REQUIRED WORK: Each line of the records must appear in your answer exactly, with no pictures.

======== RECORDS FOR PROCESSING ========

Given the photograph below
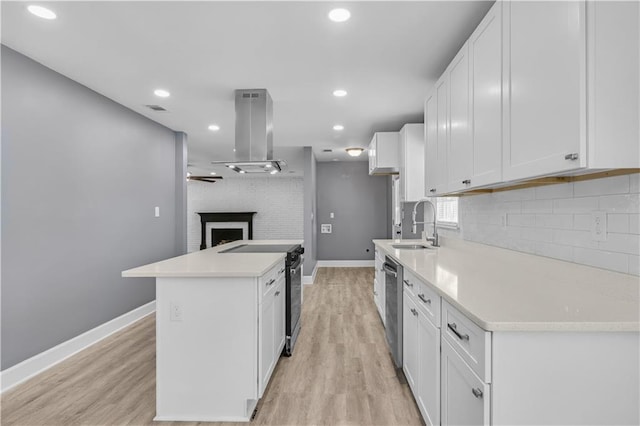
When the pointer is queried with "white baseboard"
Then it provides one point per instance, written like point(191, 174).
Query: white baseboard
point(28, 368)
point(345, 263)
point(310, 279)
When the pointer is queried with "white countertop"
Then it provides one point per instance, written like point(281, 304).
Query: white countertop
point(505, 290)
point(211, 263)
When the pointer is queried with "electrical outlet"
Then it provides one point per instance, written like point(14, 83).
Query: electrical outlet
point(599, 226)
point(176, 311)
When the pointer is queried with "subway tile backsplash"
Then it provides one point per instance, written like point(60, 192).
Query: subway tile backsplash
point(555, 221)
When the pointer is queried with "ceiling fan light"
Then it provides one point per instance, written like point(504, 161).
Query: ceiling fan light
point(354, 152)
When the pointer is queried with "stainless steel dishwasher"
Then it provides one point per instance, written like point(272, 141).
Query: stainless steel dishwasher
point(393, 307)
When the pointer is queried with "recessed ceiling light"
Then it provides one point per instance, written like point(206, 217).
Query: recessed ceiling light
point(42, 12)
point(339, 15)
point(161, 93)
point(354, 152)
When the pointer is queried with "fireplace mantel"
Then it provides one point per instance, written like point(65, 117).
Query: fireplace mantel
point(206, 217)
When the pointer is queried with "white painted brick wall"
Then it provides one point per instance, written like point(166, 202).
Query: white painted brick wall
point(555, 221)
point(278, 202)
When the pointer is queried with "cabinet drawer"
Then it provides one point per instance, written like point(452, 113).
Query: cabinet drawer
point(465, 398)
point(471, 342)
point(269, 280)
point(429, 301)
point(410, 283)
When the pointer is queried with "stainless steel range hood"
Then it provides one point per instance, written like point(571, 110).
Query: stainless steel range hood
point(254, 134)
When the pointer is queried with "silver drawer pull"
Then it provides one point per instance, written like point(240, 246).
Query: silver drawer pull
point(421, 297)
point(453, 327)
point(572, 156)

========

RESULT OF THIS EXERCISE:
Given the photograph below
When the pointer is queried with "white baseboard"
Then it provides one point per instance, written like point(191, 174).
Query: white baseboard
point(28, 368)
point(345, 263)
point(310, 279)
When the pointer is queried with "white countertop"
Then it provides one point per instance, written like point(281, 304).
Query: white countertop
point(505, 290)
point(211, 263)
When the pointer is queried with "electrical outlet"
Then it provides one point per instance, written like point(14, 83).
Query: electrical outlet
point(599, 226)
point(176, 311)
When the pointer is queried with "subway tile backsplash"
Then it provides one point per instance, written like point(60, 192).
Query: subway tile backsplash
point(555, 221)
When the pointer is queried with "ceiling fan light"
Then it provides one point per instance, written like point(504, 161).
Query: ceiling fan light
point(354, 152)
When the pointer is queried with "stainless steel dishwasher"
Then it provides one point per instance, written like point(272, 141).
Query: stainless steel dishwasher
point(393, 307)
When the pointer is queried with "recessed ceiling light"
Then it provides one point per instance, written like point(206, 217).
Query: recessed ceiling light
point(42, 12)
point(339, 15)
point(161, 93)
point(354, 152)
When the pointer is queried with "fireplace mantel"
Then it provides one point per instance, written like point(65, 117).
Query: fireplace mantel
point(206, 217)
When the pointer is queried with "white painted brick wall"
Then it provides one point per instance, written like point(166, 202).
Query: white painted brick wall
point(555, 221)
point(278, 202)
When the pointer is queried with "cabinet drawer"
Then it provides one point per instance, written like point(452, 113).
Query: cabinet drawer
point(465, 398)
point(471, 342)
point(269, 280)
point(429, 301)
point(410, 283)
When the pointer is queried with "stainless steel range hood"
Then it provides one point per instance, written like point(571, 110).
Query: stainless steel range hood
point(254, 134)
When the pointer is queried with "silver drawer pull"
Then it provides one point per instance, written like point(240, 246).
Query: silver drawer pull
point(421, 297)
point(453, 327)
point(572, 156)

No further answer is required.